Write out the data below again, replacing every "pick out" with "locate" and leaving everything else unchanged.

EXERCISE INPUTS.

----------------

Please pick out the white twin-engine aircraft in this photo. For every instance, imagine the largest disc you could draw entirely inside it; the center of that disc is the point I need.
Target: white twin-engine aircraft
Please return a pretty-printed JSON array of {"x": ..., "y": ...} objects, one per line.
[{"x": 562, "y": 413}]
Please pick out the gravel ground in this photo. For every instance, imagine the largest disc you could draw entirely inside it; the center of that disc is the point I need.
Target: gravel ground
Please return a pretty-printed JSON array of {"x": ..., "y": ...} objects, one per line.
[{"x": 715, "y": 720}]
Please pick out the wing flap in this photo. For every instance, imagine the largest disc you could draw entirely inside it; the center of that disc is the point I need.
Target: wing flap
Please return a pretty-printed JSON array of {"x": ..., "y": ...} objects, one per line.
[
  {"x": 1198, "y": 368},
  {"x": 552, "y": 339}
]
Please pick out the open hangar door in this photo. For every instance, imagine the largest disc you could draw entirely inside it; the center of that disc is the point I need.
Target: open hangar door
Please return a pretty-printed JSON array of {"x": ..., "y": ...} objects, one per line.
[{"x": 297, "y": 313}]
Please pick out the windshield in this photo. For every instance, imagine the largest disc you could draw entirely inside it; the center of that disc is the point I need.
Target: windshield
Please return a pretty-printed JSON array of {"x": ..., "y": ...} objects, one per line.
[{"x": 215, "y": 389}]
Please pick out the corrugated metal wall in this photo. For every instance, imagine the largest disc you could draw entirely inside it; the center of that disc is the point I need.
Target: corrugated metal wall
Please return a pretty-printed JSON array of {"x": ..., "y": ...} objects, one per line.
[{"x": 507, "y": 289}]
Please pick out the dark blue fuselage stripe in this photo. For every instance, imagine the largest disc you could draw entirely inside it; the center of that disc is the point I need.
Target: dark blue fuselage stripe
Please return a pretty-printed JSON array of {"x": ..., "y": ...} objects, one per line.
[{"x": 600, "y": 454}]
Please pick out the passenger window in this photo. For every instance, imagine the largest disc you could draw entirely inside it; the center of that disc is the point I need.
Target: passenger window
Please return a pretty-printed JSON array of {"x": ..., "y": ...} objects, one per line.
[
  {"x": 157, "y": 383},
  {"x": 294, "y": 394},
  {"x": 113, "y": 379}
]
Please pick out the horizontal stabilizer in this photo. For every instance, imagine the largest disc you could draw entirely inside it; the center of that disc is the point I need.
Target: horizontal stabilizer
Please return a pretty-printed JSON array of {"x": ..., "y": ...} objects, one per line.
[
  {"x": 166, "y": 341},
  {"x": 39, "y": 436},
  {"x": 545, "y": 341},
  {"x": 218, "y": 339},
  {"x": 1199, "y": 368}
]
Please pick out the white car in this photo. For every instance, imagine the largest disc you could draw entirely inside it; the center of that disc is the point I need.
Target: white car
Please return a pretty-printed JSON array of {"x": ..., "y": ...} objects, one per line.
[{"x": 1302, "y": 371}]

----------------

EXERCISE ANSWER.
Please locate the white twin-engine aircraft in this photo. For every instance, imagine the largest disc you could draw entirely inside it; the center of that disc is the point I need.
Target: white twin-engine aircraft
Please return a pretty-printed JSON array of {"x": ..., "y": ...} objects, one per line.
[{"x": 562, "y": 413}]
Please locate the gravel ground in this photo. For every instance, imagine the largest disc you could draw entirely inside it; the center of that disc is the point I need.
Target: gravel ground
Please return a pretty-printed JSON array of {"x": ..., "y": ...} objects, one per line.
[{"x": 715, "y": 720}]
Please locate the wing flap in this photo. For every instance, imagine the largest disc you could draw entirely inside it; the center of that disc is the point I need.
Target: wing flap
Please return a pretty-printed JSON array of {"x": ..., "y": ...} objects, one per line.
[
  {"x": 1198, "y": 368},
  {"x": 552, "y": 339}
]
Please locate the open hangar door in this photo. For every instance, imagine the largest disc you could draw entirely inside it; the center of that disc is the point I need.
Target: open hangar door
Please return a pretty-printed JSON array of {"x": ..., "y": ...} objects, one per line.
[{"x": 297, "y": 313}]
Please locate the windshield in this photo. For every instance, imagine the largest disc you could draw entirely inside it; the center of that disc is the point I need.
Target: windshield
Please return a pretty-printed JSON array of {"x": ..., "y": ...} objects, one per line.
[{"x": 215, "y": 389}]
Please locate the corrugated metal wall in this photo. For every instance, imagine the largest disc you could draw entirely inside it; the center of that disc is the point I need.
Target: corrugated metal wall
Please return a pretty-printed JSON array of {"x": ..., "y": ...} objects, one per line.
[{"x": 507, "y": 289}]
Please locate the dark blue fuselage stripe in this photo. For every instance, imagine the largest disc you could draw entirely inside it; the center of that disc is the point I need.
Target: dark blue fuselage stripe
Please return a pretty-printed JSON array of {"x": ..., "y": ...} objects, one per line.
[{"x": 600, "y": 454}]
Please locate the passenger window in this photo. For every instance, imagine the largest disc you could draw entirely inside it; the center of that disc is the point I need.
Target: passenger window
Please return a pretty-printed JSON array of {"x": ..., "y": ...} objects, one per line.
[
  {"x": 157, "y": 383},
  {"x": 294, "y": 394},
  {"x": 113, "y": 379}
]
Please locate the horizontal stabilizer in this photo. For every instance, imagine the largest disc you could draw entirely inside it; the center of that disc is the point I need.
Target: horizontal stabilizer
Please return a pretty-printed JSON array of {"x": ..., "y": ...} objects, one per line.
[
  {"x": 166, "y": 341},
  {"x": 39, "y": 436},
  {"x": 545, "y": 341},
  {"x": 218, "y": 339},
  {"x": 1199, "y": 368}
]
Please locate the white car in this photo. For every instance, imagine the largest disc you could draw entirely inside it; the center of that disc is the point I need.
Target: white car
Please return a pretty-printed JSON array of {"x": ..., "y": ...} objects, one per line.
[{"x": 1302, "y": 371}]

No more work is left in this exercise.